Read the review of The Dead Zone that follows, then decide whether each statement agrees with it, answering yes or no and quoting the exact words of the review that settle it. 1. A traffic accident leaves Johnny Smith in a coma for five years. 2. The film is full of the director's weirdness and gore. 3. Martin Sheen plays Smith's doctor.

Source text:
==================================================

The Dead Zone, Special Collector’s Edition, on DVD
David Cronenberg’s take on Stephen King’s novel eschews the director’s legendary (at that time) weirdness and gore and instead turns out to be an intelligent and engrossing film full of atmosphere and excellent performances.
Johnny Smith (Christopher Walken, in a rich and sensitive performance), is a teacher in small town New England. He’s in love with a nice girl (Brooke Adams) and everything looks rosy – until a traffic accident puts him into a coma for five years.
When he awakes, everything has changed. His girl is married and a mother, and Johnny discovers that he has been blessed – or cursed – with a psychic ability that lets him see the future of a person he touches. This ability helps him solve a series of murders, and save the life of a young boy, the latter incident making him realize that he can not only see the future, but has the ability to change it.
This gives him a golden opportunity to do some good for the human race, but also forces him into a dilemma: he can prevent a mad, megalomaniacal (Martin Sheen – and how’s that for typecasting?) politician before he can do his damage, but to do so means he must commit murder.
What would you do? It’s a tough question, and Smith himself asks it of his doctor (Herbert Lom), a survivor of World War II: if he could have, would he have killed Hitler earlier in his life, to prevent his rise to power?

==================================================

Data records:
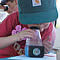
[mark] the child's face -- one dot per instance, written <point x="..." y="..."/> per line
<point x="42" y="26"/>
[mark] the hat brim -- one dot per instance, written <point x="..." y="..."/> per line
<point x="40" y="17"/>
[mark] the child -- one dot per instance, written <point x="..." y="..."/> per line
<point x="6" y="39"/>
<point x="27" y="18"/>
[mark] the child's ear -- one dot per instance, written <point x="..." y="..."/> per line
<point x="16" y="1"/>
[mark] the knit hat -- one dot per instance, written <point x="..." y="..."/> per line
<point x="37" y="11"/>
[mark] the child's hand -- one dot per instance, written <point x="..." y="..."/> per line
<point x="47" y="45"/>
<point x="24" y="34"/>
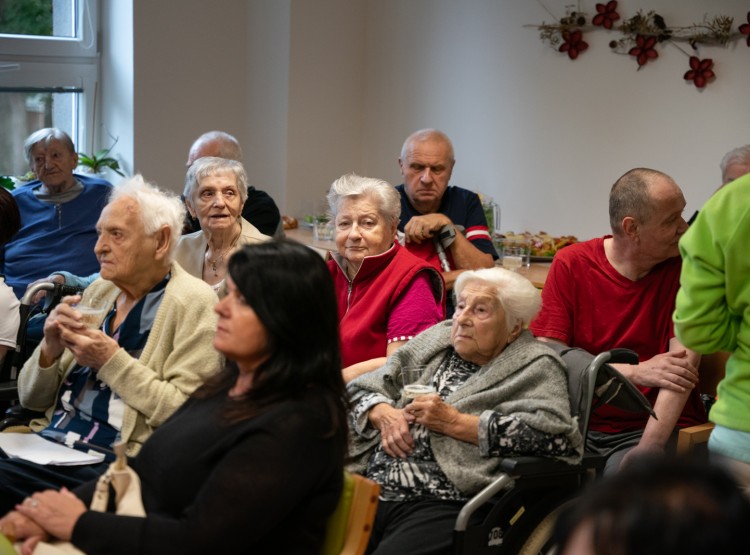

==================================================

Written solution:
1. Yes: "a traffic accident puts him into a coma for five years"
2. No: "eschews the director’s legendary (at that time) weirdness and gore"
3. No: "Smith himself asks it of his doctor (Herbert Lom)"